Once you find the line with "of the floral", copy it and every line after it through the end of the entries below, exactly as written.

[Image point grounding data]
::::
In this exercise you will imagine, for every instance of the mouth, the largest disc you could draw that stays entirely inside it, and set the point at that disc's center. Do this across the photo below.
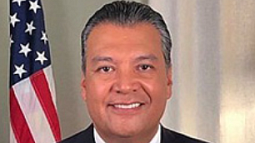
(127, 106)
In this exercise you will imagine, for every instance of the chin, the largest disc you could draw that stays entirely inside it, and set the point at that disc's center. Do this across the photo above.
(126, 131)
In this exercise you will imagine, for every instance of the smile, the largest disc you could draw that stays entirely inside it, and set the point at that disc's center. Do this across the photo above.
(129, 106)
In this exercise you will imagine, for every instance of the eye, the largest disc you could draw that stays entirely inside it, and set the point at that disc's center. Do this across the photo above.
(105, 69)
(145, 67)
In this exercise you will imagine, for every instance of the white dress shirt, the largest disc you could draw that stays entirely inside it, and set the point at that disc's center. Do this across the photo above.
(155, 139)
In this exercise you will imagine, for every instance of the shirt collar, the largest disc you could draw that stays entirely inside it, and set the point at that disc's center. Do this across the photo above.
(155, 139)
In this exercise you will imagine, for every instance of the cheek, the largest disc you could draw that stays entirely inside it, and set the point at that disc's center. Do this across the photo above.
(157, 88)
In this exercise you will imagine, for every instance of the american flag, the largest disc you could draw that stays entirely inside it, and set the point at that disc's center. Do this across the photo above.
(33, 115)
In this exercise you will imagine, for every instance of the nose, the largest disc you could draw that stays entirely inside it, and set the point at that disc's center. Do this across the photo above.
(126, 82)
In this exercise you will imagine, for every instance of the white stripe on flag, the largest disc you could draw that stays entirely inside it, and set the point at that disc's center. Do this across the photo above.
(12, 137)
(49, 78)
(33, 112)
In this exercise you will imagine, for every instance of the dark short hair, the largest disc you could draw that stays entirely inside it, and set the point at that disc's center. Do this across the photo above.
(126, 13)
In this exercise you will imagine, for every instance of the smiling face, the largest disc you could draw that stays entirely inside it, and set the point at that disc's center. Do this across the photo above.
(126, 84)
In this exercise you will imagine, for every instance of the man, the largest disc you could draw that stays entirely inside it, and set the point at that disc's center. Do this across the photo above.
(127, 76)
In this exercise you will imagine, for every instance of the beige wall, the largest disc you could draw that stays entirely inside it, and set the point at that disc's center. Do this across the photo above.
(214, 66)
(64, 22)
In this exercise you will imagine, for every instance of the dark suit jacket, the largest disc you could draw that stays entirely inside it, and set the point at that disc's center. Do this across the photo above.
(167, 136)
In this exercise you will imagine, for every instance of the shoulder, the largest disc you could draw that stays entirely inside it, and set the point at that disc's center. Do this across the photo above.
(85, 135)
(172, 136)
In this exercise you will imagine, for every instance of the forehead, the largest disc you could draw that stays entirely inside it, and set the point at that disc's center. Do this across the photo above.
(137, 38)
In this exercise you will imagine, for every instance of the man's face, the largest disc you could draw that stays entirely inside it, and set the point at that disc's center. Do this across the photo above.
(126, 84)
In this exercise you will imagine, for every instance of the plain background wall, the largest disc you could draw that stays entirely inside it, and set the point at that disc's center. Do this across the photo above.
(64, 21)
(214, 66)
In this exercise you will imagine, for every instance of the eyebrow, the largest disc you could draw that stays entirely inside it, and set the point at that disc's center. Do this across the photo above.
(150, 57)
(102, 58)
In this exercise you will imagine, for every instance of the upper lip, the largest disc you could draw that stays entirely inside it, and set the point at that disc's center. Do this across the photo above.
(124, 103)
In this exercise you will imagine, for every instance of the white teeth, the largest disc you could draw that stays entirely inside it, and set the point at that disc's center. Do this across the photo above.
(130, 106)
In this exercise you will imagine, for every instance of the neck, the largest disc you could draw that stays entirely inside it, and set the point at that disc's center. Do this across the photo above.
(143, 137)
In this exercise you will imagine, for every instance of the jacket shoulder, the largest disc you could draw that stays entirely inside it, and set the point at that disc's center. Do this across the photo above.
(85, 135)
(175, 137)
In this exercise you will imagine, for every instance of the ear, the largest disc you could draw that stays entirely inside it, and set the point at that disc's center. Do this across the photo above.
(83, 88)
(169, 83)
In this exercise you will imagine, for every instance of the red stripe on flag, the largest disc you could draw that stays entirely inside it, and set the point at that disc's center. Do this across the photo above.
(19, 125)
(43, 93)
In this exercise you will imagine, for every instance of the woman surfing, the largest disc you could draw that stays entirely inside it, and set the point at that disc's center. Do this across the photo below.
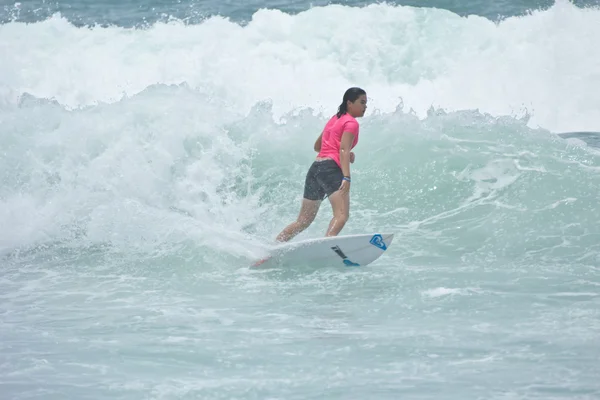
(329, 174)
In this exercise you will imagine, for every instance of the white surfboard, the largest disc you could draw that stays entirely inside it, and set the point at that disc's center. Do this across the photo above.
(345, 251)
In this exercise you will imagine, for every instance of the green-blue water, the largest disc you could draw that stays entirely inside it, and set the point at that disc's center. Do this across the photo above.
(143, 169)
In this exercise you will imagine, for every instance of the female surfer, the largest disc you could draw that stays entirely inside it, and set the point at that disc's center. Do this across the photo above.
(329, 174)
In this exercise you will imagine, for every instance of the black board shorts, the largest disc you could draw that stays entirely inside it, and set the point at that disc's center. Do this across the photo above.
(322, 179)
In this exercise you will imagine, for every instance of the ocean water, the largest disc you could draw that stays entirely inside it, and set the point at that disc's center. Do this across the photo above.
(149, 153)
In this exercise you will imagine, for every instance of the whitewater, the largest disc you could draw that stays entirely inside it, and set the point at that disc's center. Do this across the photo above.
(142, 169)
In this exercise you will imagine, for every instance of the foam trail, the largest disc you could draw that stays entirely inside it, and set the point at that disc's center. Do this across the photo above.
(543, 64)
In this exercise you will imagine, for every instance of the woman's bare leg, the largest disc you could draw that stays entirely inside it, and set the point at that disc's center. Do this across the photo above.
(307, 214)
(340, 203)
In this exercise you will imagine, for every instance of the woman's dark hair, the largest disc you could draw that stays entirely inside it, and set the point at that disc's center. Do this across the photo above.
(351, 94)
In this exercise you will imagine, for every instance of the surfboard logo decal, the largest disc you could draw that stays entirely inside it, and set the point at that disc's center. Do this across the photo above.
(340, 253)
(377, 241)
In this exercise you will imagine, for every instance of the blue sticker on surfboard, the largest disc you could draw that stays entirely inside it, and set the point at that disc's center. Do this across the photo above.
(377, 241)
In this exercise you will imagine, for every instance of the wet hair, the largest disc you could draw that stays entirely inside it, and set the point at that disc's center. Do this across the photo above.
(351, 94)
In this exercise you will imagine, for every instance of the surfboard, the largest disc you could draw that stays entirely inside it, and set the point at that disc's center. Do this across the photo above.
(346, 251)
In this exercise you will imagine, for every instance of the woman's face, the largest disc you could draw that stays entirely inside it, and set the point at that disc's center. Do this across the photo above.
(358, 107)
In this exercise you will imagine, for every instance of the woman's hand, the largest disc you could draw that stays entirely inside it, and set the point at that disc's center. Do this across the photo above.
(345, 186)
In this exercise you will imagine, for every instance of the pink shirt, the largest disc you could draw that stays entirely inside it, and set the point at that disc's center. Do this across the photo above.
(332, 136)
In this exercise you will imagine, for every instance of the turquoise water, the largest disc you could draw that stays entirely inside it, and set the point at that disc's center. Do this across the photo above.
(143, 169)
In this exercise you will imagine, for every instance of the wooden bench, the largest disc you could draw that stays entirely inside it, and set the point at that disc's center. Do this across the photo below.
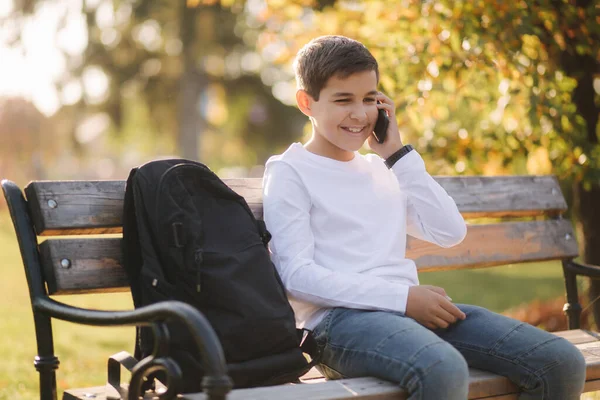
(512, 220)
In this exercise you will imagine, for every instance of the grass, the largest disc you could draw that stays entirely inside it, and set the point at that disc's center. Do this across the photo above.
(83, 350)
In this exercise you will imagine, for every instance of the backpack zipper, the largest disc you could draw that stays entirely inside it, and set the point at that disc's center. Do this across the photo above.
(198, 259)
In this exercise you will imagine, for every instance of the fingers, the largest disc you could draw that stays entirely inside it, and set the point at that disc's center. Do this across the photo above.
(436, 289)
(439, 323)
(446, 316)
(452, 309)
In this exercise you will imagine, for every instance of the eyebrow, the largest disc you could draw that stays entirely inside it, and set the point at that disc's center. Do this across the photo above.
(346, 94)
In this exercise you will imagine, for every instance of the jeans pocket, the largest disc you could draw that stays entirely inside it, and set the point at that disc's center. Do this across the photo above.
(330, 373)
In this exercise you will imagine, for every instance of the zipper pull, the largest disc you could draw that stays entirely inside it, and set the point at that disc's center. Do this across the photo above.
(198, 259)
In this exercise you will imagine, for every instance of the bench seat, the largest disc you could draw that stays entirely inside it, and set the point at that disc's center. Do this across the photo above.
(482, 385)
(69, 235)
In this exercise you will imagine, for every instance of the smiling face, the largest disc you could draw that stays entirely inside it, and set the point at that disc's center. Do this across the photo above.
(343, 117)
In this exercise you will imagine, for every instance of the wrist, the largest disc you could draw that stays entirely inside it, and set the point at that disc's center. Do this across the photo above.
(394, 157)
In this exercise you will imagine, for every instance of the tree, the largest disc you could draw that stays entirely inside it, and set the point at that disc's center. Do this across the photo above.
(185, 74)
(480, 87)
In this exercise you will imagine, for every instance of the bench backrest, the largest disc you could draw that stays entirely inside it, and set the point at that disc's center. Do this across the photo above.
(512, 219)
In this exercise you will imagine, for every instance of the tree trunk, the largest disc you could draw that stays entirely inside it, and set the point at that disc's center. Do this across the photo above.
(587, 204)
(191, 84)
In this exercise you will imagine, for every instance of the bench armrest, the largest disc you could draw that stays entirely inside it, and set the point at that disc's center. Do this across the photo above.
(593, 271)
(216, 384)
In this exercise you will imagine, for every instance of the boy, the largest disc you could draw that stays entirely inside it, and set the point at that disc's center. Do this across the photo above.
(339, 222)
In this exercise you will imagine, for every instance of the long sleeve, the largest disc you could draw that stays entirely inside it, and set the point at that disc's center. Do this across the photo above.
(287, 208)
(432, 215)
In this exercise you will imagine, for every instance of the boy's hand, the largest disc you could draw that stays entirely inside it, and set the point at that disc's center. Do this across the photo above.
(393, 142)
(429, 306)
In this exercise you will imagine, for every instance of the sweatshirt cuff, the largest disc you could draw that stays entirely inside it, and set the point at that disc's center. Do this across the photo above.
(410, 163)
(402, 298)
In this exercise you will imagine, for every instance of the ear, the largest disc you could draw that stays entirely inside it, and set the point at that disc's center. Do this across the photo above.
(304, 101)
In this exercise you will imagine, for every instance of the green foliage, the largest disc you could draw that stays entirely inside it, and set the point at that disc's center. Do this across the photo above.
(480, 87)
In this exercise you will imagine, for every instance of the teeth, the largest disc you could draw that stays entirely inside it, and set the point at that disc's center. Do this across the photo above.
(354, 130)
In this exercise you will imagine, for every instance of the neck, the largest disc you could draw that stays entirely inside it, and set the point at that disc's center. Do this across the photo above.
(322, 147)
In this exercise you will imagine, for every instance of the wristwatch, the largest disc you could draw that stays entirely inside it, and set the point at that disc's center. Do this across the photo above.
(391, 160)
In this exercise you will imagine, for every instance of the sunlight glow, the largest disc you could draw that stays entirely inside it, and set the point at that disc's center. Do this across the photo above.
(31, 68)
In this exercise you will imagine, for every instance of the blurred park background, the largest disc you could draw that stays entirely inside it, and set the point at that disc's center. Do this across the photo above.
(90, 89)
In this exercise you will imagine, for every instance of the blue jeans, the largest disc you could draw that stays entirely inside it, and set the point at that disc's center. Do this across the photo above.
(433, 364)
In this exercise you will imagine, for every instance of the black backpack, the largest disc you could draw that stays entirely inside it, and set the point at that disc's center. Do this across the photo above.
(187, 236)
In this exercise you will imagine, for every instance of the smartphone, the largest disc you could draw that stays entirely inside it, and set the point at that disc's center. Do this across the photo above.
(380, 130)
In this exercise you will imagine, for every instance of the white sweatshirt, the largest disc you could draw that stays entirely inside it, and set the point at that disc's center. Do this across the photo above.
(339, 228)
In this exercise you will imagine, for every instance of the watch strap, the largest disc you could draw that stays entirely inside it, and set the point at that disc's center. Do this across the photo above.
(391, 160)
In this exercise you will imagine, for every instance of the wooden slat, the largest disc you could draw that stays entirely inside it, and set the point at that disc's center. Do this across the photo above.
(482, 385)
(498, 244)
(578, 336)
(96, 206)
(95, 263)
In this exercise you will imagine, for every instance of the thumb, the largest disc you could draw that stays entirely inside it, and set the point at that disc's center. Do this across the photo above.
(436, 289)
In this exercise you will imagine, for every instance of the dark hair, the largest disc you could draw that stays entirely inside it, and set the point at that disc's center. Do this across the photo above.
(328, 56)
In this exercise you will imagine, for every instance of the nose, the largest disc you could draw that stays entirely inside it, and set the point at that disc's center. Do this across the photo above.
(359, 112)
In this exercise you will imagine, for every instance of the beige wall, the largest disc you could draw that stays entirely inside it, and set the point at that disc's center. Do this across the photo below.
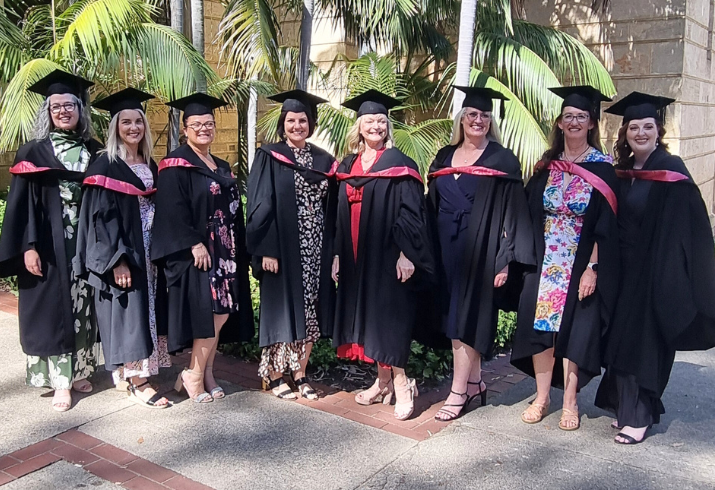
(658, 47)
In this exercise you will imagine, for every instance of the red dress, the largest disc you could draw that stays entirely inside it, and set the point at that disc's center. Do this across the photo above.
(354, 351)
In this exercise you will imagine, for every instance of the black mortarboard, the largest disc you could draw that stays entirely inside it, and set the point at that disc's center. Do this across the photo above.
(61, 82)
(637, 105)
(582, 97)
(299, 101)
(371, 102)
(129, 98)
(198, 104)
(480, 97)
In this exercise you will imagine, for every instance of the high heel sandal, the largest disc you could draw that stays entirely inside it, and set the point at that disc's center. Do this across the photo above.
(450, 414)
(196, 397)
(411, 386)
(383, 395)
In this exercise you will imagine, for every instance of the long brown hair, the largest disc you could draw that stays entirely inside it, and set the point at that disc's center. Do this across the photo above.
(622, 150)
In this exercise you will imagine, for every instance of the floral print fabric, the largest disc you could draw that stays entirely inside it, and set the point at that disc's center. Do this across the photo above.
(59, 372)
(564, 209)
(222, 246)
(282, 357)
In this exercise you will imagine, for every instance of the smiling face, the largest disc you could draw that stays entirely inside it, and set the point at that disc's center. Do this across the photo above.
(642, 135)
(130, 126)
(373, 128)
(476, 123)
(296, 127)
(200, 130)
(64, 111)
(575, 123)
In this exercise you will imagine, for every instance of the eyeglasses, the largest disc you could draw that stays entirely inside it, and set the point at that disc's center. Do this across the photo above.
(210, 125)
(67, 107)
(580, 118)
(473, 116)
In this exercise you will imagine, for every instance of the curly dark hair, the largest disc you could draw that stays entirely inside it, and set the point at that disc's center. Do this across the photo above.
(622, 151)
::::
## Solution for this exercise
In this exercise you will imagine, for every instance of the floral print fabric, the largest disc you could draw that stays entirely inside it, and set the point at that disc's center. Do this across the photo above.
(59, 372)
(564, 209)
(222, 246)
(282, 357)
In this exercise you will imagine, for every instance of the smiling face, the largest disc you could draw that stays entirely inside it, and set the point at that disc's center. Do this across the photo above.
(642, 135)
(130, 126)
(373, 128)
(476, 123)
(296, 127)
(200, 130)
(64, 111)
(575, 123)
In this exercise you will imagine, for every instance of the eyeglasses, the largest disc you could draw that stays entirely inside it, and set the point at that disc's center. Do this across the photo above.
(210, 125)
(67, 107)
(580, 118)
(473, 116)
In this exercise you will imagine, for every instance of the curly dark hair, the largest disc you could draw that stays entirely inside it, and set the point at that disc's center. Do this across the photo above.
(622, 151)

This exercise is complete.